-- Start of Data in this exercise --

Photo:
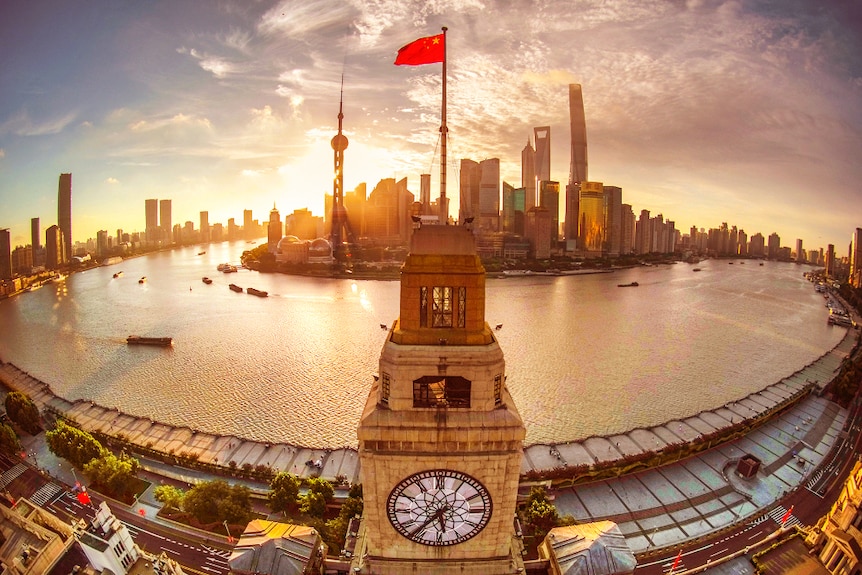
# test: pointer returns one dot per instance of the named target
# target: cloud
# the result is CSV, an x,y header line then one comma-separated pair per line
x,y
296,19
215,65
21,124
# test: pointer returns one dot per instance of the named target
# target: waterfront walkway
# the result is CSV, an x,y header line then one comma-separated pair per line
x,y
655,508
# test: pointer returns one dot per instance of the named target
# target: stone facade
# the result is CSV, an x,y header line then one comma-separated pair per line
x,y
440,403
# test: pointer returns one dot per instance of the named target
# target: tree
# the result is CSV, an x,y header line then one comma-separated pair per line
x,y
323,487
313,504
22,411
216,501
336,529
114,474
172,497
284,492
76,446
540,515
8,440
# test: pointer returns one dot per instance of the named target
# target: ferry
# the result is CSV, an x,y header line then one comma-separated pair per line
x,y
160,341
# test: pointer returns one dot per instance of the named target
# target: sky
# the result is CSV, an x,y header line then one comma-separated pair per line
x,y
738,111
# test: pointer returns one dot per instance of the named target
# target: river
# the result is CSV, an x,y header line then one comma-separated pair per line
x,y
583,357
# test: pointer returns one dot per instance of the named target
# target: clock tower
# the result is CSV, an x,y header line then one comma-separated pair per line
x,y
440,439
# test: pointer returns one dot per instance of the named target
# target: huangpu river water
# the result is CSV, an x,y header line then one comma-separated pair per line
x,y
583,357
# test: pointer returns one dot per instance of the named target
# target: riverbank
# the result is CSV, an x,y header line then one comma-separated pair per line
x,y
584,460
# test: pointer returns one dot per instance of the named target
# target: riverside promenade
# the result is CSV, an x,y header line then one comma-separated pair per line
x,y
655,508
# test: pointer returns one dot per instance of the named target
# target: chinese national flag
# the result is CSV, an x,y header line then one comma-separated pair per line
x,y
676,561
422,51
83,497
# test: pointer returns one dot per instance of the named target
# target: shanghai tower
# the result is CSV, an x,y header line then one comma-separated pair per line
x,y
64,211
578,167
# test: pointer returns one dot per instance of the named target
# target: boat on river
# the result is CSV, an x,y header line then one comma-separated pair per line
x,y
159,341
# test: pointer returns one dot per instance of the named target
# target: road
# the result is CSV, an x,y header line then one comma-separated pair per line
x,y
188,550
804,506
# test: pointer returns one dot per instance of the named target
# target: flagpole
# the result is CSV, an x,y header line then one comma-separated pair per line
x,y
444,133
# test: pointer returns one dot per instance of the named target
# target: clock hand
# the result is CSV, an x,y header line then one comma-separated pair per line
x,y
429,521
441,516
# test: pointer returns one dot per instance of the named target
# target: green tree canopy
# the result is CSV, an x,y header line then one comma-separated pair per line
x,y
313,504
8,440
75,445
323,487
113,473
216,501
172,497
22,411
540,515
284,492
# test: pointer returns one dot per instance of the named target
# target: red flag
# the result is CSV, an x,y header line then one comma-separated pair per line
x,y
676,561
422,51
786,516
83,497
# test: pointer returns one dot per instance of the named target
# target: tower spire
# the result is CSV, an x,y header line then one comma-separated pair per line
x,y
340,224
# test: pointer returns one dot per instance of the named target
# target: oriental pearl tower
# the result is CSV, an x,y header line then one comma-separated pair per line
x,y
340,224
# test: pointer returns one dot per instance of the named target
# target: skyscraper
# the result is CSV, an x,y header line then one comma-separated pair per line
x,y
425,193
591,219
36,242
151,214
64,214
274,230
248,225
578,123
54,248
489,194
856,258
469,189
830,260
773,245
513,209
35,236
613,219
542,135
528,175
549,198
165,220
205,227
578,166
5,255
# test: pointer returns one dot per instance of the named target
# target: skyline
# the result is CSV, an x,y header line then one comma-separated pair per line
x,y
705,112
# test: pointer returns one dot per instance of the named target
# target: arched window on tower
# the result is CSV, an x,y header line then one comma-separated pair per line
x,y
441,391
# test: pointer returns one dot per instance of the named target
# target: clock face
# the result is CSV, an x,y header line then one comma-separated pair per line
x,y
439,507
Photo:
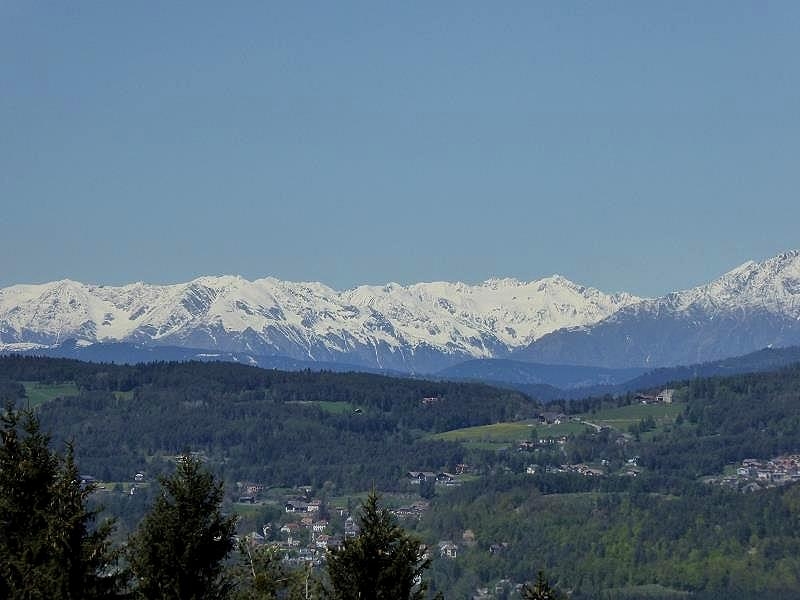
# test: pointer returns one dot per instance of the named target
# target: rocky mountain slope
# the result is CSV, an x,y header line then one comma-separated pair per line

-- End of Data in this exercise --

-- Description of the task --
Omit the pictures, then output the rest of the listing exactly.

-- Output below --
Photo:
# test: pointer returns one dot per instance of the named target
# target: cloud
# the result is CSV, an x,y header line then one comma-separated pair per line
x,y
296,19
215,65
21,124
# test: pointer returns one dot per instance of the named target
# target: waterfront walkway
# the result is CSV, an x,y header line then one comma-separated pair per line
x,y
655,508
# test: pointer returns one dot per instance of the named target
# target: stone facade
# the result is CSV, an x,y header line then one comma-separated pair per line
x,y
440,403
# test: pointer returns one dot per instance of the named target
# target: tree
# the result is CSV, an x,y header line then one comma-separated pair per line
x,y
323,487
313,504
22,411
216,501
336,529
114,474
172,497
284,492
76,446
540,515
8,440
# test: pointer returns one dot per instance of the named target
# target: ferry
# the result is CSV, an x,y header line then one comma-separated pair per line
x,y
160,341
# test: pointer returns one dot per instance of the named target
# target: sky
# the result is CSV, an x,y header line then one comma-separated pair per line
x,y
738,111
# test: pointer returns one dot per instance of the named target
# target: river
# the result is CSV, an x,y header line then one comma-separated pair per line
x,y
583,357
# test: pointer returns one dot per instance of the named target
# target: clock tower
# the result is CSV, an x,y header line then one comma-separated pair per line
x,y
440,439
# test: pointer returns one dot per instance of the named target
# target: huangpu river water
# the result is CSV, an x,y header line then one comma-separated pair per line
x,y
583,357
# test: pointer returns one dot per instance of the named target
# target: riverbank
# the result is CSV, an x,y header line then one comma-separated pair per line
x,y
584,460
# test: pointer returns one dot per instance of the named target
# target: riverside promenade
# the result is CSV, an x,y header line then one comma-separated pair per line
x,y
655,508
# test: pointer returns one dot per instance of the named target
# target: chinese national flag
# the result is CSV, an x,y header line then one comma-separated pair per line
x,y
676,561
422,51
83,497
# test: pointer returns one dot per instance of the named target
# target: shanghai tower
# the result is CSV, an x,y header line then one comma-separated pair per line
x,y
64,211
578,167
# test: pointer returns one dot per instance of the named target
# target: boat on river
# the result is CSV, an x,y header line then one comma-separated pair per line
x,y
159,341
# test: pointer returns one dot per instance of the named target
# target: road
# the result is CSV, an x,y header line then one comma-separated pair per line
x,y
188,550
804,506
# test: pointer returns one dot per instance of the named target
# target: flagpole
# the result is CSV, an x,y header line then one comma-separated pair per line
x,y
444,133
# test: pointer returns one dot per instance of the named target
# target: clock hand
# the result is CSV, an x,y header line then one comma-separated pair per line
x,y
429,521
441,516
# test: pointer returns one dot per instance of the named target
# target: green tree canopy
# the result is CSV, an x,y header line then one comma-separated pair per line
x,y
313,504
8,440
75,445
323,487
113,473
216,501
172,497
22,411
540,515
284,492
# test: pointer returns one dot per instance of the named target
# target: red flag
# the result is CSV, an x,y header line then one comma-separated pair per line
x,y
676,561
422,51
786,516
83,497
# test: pointer returns one dot per instance of the named target
# target: tower spire
# the result is CSV, an x,y header line then one comma-separated pair per line
x,y
340,224
# test: pointer returns one dot per instance of the named target
# target: oriental pearl tower
# the result is CSV, an x,y header line then one comma-separated pair per line
x,y
340,224
# test: pointer returns one dot per instance of the named target
# target: skyscraper
# the result is CSV, an x,y header line then one comma-separated pair per line
x,y
425,193
591,219
36,242
151,214
64,214
274,230
248,225
578,123
54,248
489,194
856,258
469,189
830,260
773,245
513,209
35,236
613,219
542,135
528,175
549,198
165,220
205,227
578,166
5,255
# test: pointer returns one dot per instance of the named target
# target: skyline
# the result is CSV, an x,y header line then one comma-separated pair per line
x,y
705,112
# test: pointer returns one dot per instance of the named target
# target: arched window on tower
# the result is CSV, an x,y header line then one comma-separated pair per line
x,y
441,391
# test: pointer returns one dot per instance of the named target
# target: clock face
# the result is CSV, an x,y header line then one comma-separated pair per line
x,y
439,507
Photo:
# test: pointer returns one dot per instance of the named target
# target: rocky mountain slope
# the result is CSV, an x,y header line then one comma-separated pair per line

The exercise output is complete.